> **Exercise prompt**: All lines from the one with "Put a dot on the green" to the end of the entries below must be written out exactly. Leave out any other line.

> **Input data**:
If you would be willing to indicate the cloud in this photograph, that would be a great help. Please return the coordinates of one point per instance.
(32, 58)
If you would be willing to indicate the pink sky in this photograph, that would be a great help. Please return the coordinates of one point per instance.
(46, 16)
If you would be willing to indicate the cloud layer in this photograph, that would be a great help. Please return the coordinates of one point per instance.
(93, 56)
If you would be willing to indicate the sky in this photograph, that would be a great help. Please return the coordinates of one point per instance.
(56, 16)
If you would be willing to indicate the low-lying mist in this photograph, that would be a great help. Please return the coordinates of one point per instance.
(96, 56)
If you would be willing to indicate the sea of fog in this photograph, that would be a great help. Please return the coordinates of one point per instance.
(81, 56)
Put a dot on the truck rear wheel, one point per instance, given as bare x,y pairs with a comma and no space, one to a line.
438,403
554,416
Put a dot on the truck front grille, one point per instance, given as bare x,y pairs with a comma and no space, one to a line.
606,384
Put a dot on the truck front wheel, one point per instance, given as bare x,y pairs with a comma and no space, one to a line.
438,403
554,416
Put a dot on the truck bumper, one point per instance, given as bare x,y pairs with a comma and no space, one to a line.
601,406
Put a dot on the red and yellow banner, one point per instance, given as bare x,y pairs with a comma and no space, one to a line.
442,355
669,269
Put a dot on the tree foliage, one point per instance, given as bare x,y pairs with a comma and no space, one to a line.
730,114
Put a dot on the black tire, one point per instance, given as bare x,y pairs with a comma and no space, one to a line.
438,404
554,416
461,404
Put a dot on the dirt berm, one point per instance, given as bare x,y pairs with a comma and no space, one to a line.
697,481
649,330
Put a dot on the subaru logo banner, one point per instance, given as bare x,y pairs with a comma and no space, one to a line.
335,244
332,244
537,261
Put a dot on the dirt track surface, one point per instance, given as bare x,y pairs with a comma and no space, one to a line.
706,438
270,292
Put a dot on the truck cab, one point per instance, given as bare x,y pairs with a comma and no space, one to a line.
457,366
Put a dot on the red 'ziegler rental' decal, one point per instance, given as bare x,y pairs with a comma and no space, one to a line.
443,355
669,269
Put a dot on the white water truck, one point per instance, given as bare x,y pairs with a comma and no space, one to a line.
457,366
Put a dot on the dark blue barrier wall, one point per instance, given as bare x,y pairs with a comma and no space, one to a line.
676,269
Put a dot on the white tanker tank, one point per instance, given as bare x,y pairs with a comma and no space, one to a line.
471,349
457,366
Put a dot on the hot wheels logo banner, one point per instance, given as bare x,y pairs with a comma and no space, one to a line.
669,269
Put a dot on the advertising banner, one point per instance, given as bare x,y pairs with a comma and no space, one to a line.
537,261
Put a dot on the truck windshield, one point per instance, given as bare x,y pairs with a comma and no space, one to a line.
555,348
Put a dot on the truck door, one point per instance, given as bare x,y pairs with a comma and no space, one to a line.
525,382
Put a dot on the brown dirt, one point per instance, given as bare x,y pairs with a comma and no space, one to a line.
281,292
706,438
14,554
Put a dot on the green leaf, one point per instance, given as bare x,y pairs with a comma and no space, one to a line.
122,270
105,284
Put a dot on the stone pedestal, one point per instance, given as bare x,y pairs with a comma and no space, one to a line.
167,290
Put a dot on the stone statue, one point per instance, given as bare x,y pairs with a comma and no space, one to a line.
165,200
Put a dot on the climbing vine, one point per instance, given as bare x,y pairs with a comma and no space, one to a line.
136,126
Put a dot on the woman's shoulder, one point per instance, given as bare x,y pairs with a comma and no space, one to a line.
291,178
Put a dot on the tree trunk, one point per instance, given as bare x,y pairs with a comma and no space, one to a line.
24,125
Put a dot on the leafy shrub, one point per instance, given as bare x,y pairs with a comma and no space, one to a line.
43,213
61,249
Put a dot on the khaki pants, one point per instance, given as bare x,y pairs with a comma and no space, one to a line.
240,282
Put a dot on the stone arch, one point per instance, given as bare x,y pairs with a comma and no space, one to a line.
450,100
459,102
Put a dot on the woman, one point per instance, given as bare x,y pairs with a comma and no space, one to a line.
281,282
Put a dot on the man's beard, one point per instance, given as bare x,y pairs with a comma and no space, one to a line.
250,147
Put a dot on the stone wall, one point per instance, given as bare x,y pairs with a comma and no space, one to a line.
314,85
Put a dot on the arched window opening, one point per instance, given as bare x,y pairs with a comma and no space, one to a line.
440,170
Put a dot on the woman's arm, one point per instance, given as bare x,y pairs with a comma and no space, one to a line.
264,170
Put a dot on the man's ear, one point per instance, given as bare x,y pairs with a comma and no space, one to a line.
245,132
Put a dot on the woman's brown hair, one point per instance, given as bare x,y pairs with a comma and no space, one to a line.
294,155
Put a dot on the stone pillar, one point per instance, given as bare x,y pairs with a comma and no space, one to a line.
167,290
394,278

> **Answer to the exercise**:
Put a dot on the green leaf, one point per instance, given as bare x,y pairs with a comma and no space, one to a line.
122,270
105,284
Put a dot on the stone pedestal, one point per instance, given as bare x,y pairs with a comma and no space, one to a line.
167,290
Put a dot on the stone statue, one point per instance, given as bare x,y pairs with a comma and no space, one to a line.
165,200
Put a dot on the climbing vine, one point per instance, given as bare x,y pairs with a comma and no space, one to a line.
136,126
Put a dot on the woman's shoulder, one point per instance, given as bare x,y pairs with a comma and no space, one to a line.
291,178
Put a dot on the tree trunk, one point per instance, given as bare x,y pairs with a comma and no space, one to a line.
24,125
Put a dot on the leafy shrub, one point per instance, given as bare x,y pairs with a comma and no space, one to a line.
43,213
61,249
Put a dot on the khaki pants, one point per instance, given as bare x,y pairs with a comma and no space, one to a line.
240,282
Put a dot on the stone arch, one point per instance, given as bare x,y pairs with a comma and no space, one to a line.
450,100
459,102
Put a dot on the woman, one point per instance, given as bare x,y pairs with a comma and no space, one to a line.
281,282
Put a dot on the man's beard, one point per instance, given as bare x,y pairs with a comma and no space, one to a line.
250,147
Put a dot on the stone wall, one point per instance, given as bare x,y pairs with a comma and no space, one to a line.
314,85
Put a dot on the arched window opening, one point per instance, given as bare x,y pairs with a comma and no space, one to a line.
440,170
Put a dot on the woman's arm, one point per instance, given as bare x,y pairs with a comma and no space, one to a line.
264,170
Put a dot on the man's ear, one point per instance, given as bare x,y pairs with a comma and no space, one to a line.
245,132
Put a dot on the woman's brown hair, one point per instance, given as bare x,y pairs with a comma and no space, one to a line.
294,155
Put a dot on the stone pillar, one point per instance, given as bare x,y pairs with a comma and no space, one to a line.
167,290
394,278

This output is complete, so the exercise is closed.